[The records — start]
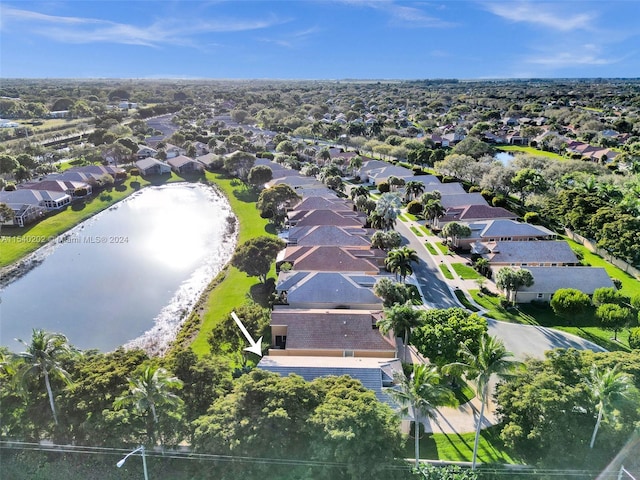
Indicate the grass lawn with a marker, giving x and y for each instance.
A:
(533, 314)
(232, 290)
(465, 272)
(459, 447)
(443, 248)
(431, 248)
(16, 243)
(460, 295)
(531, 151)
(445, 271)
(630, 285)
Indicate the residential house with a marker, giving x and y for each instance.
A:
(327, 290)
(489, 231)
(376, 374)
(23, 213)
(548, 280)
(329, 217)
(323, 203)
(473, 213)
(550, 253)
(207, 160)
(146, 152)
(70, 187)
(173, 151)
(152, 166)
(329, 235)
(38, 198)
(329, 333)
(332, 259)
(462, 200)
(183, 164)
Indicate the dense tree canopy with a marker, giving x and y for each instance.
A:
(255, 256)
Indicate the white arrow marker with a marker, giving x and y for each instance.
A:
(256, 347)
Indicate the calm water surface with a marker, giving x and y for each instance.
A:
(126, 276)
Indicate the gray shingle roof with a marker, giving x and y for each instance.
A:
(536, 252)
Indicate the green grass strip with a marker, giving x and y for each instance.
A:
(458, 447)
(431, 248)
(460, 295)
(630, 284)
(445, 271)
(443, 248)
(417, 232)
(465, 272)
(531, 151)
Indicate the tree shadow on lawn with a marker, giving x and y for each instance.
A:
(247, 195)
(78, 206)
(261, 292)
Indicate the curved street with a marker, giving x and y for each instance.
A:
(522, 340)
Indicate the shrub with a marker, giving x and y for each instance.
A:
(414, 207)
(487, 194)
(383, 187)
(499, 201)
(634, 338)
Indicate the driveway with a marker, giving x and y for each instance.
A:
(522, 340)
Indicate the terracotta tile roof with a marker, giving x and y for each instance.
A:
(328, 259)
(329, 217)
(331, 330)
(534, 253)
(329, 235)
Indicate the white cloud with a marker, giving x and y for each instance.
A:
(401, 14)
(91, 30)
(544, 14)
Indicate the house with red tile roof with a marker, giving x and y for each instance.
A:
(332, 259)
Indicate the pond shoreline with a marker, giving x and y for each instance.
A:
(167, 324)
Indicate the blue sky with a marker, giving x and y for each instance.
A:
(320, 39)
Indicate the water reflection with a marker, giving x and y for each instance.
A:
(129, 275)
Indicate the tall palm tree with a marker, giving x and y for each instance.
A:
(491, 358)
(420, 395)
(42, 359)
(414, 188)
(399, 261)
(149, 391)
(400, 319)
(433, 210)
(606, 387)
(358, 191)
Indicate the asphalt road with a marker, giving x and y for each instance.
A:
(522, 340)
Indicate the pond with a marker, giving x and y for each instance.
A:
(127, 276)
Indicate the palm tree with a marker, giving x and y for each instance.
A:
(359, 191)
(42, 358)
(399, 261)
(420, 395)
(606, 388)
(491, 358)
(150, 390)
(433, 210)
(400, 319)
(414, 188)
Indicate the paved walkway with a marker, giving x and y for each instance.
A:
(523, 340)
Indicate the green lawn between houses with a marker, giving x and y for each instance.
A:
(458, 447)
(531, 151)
[The records — finish]
[The records — start]
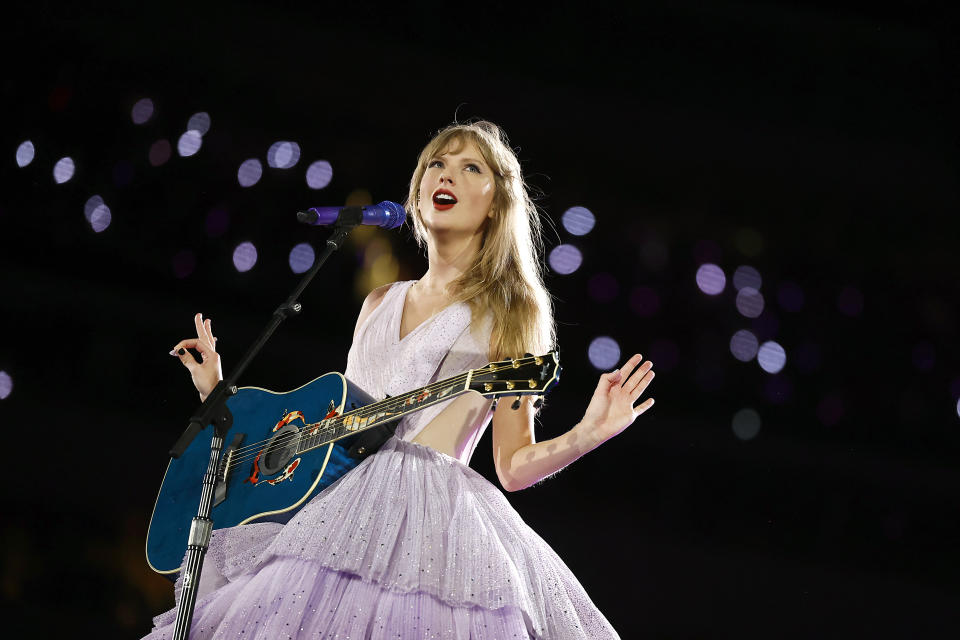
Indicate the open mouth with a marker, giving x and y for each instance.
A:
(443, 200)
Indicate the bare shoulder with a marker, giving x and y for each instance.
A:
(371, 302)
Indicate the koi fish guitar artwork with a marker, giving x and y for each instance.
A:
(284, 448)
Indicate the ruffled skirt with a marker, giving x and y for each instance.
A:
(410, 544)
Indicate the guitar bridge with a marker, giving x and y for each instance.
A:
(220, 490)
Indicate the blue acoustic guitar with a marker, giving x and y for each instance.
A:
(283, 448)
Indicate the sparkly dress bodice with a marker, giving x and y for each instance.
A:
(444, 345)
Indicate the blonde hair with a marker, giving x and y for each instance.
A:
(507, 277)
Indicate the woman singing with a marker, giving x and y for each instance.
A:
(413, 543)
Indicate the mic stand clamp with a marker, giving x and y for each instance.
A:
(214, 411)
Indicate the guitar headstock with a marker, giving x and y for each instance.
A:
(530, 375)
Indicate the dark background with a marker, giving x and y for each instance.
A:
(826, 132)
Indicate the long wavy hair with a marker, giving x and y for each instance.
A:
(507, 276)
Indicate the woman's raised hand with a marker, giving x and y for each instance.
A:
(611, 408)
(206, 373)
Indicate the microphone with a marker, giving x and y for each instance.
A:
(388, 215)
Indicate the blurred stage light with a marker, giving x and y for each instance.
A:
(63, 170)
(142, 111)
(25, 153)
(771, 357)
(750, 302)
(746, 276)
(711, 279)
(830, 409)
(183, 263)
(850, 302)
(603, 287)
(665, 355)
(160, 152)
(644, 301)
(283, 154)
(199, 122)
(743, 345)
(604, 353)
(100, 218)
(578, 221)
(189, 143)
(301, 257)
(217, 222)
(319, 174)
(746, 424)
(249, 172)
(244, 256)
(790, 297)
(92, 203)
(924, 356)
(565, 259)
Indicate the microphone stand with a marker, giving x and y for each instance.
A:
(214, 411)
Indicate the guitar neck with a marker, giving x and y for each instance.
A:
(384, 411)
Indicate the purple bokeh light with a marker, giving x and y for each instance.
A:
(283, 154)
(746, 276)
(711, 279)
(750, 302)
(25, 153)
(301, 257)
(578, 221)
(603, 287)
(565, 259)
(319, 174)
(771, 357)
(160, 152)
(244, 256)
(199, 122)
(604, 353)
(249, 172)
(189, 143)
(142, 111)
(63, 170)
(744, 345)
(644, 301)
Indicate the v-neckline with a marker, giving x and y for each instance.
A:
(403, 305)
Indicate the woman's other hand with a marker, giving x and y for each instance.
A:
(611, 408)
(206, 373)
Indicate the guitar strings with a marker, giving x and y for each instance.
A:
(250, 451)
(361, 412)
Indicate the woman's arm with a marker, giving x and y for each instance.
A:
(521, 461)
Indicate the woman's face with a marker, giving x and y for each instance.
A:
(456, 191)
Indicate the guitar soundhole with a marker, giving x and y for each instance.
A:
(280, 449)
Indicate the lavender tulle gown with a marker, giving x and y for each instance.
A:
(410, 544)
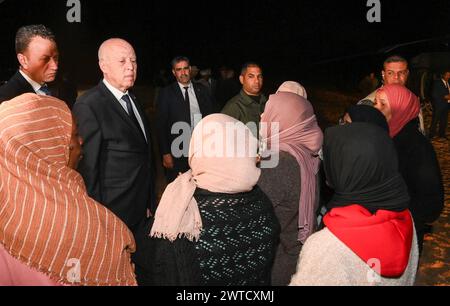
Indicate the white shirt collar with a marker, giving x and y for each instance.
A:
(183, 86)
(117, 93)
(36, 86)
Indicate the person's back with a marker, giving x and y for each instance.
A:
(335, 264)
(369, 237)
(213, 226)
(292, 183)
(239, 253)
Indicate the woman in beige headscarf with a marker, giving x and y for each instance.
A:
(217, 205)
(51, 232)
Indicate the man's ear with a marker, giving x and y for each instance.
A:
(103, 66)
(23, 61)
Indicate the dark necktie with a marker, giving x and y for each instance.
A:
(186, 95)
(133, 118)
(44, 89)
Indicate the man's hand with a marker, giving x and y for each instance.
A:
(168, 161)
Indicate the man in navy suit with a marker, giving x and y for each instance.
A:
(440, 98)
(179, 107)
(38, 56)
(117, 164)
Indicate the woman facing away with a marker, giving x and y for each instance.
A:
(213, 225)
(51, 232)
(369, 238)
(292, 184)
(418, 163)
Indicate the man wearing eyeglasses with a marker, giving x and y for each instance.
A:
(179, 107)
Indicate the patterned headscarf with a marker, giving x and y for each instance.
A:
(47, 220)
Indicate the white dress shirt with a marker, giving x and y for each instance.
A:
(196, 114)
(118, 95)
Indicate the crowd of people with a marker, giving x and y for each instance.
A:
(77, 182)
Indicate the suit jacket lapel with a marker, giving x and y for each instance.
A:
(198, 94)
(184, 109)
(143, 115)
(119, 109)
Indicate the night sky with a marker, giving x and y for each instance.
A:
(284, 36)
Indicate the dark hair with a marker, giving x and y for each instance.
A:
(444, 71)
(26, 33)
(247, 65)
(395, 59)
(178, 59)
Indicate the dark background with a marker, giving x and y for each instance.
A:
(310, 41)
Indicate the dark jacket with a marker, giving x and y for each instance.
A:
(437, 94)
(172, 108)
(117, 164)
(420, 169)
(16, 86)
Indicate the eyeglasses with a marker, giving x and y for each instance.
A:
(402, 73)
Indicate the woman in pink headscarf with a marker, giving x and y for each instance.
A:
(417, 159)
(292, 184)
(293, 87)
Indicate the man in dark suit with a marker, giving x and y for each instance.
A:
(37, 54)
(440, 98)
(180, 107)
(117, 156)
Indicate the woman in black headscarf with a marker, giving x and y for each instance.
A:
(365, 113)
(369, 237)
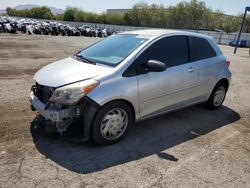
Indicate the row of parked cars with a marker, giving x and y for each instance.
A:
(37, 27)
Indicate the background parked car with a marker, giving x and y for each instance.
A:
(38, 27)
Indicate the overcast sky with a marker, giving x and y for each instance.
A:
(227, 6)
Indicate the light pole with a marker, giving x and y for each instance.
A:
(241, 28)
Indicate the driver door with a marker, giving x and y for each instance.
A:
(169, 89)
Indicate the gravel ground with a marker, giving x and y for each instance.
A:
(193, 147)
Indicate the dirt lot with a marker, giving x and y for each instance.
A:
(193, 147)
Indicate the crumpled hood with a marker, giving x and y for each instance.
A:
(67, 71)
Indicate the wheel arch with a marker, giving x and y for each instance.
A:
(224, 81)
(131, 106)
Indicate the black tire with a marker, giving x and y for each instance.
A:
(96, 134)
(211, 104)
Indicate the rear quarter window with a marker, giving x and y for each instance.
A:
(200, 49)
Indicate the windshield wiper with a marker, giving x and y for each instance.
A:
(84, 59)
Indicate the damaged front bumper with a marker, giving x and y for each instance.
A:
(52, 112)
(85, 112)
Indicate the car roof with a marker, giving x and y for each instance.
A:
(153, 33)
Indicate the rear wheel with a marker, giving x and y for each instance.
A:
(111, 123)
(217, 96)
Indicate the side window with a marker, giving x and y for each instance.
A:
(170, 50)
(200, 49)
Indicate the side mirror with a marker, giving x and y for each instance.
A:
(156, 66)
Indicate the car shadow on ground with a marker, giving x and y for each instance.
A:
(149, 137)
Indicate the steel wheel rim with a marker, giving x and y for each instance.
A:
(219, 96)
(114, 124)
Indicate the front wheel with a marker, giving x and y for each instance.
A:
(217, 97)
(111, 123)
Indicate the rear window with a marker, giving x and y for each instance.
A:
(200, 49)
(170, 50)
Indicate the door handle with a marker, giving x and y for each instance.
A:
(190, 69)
[The records — finish]
[The records — start]
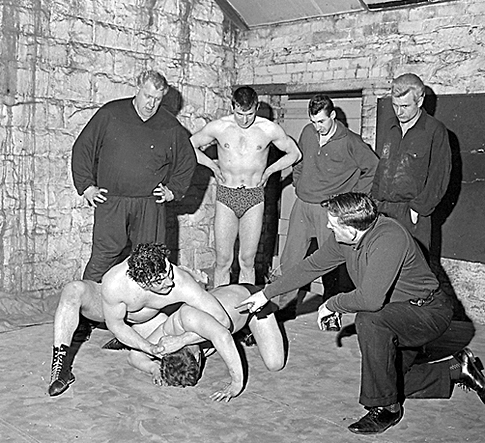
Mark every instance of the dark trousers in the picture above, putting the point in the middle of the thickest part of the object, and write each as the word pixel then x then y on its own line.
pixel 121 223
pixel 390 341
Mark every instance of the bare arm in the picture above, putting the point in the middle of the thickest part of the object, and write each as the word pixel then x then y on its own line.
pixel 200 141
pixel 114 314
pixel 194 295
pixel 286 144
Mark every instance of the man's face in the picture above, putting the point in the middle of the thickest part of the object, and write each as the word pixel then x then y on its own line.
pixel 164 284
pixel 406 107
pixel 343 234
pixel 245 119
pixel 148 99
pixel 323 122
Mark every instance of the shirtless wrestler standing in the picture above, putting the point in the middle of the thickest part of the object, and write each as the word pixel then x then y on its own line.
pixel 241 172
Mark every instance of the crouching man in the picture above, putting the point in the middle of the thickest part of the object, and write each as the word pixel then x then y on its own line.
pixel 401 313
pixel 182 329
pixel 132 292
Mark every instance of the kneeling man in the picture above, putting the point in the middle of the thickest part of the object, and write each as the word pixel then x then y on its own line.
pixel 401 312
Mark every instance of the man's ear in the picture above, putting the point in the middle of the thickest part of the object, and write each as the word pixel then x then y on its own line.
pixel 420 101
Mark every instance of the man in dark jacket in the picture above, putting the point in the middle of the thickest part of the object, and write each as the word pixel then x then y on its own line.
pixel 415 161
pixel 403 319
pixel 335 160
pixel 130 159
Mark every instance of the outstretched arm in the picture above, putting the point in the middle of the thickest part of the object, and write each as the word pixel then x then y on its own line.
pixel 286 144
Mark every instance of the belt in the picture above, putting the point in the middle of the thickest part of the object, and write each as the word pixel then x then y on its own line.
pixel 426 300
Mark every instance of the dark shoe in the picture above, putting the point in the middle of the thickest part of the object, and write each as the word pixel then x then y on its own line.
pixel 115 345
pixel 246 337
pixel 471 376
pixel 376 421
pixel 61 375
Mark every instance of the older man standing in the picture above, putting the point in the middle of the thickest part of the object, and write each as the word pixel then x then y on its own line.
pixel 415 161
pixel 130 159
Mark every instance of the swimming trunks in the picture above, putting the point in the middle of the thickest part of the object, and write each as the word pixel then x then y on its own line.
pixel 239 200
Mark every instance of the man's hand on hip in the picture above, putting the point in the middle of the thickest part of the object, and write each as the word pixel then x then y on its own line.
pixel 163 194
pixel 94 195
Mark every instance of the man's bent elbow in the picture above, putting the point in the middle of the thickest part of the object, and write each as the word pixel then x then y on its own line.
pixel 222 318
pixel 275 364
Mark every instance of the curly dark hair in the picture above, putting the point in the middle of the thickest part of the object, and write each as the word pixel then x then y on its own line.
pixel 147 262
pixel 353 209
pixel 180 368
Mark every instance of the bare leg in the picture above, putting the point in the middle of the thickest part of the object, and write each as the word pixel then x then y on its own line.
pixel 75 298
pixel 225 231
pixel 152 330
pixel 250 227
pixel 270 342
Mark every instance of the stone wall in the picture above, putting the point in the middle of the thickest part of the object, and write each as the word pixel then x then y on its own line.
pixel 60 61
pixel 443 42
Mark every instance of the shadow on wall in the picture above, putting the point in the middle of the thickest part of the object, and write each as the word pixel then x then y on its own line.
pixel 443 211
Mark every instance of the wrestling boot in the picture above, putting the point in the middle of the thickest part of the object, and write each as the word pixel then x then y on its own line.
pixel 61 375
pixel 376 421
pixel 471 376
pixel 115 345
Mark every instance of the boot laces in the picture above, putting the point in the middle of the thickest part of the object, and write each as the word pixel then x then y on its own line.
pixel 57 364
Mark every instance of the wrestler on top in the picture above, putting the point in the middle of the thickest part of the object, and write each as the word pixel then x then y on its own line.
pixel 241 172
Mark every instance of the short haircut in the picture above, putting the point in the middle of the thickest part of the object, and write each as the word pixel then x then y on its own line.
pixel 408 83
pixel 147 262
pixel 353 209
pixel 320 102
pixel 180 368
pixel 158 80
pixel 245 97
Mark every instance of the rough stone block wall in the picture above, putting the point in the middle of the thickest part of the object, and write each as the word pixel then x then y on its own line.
[The records — finish]
Go through the entries and copy every line with "microphone".

Indicate the microphone with a marker, giving x and y for each instance.
Indicate the microphone stand with a marker, giving x and y for each instance.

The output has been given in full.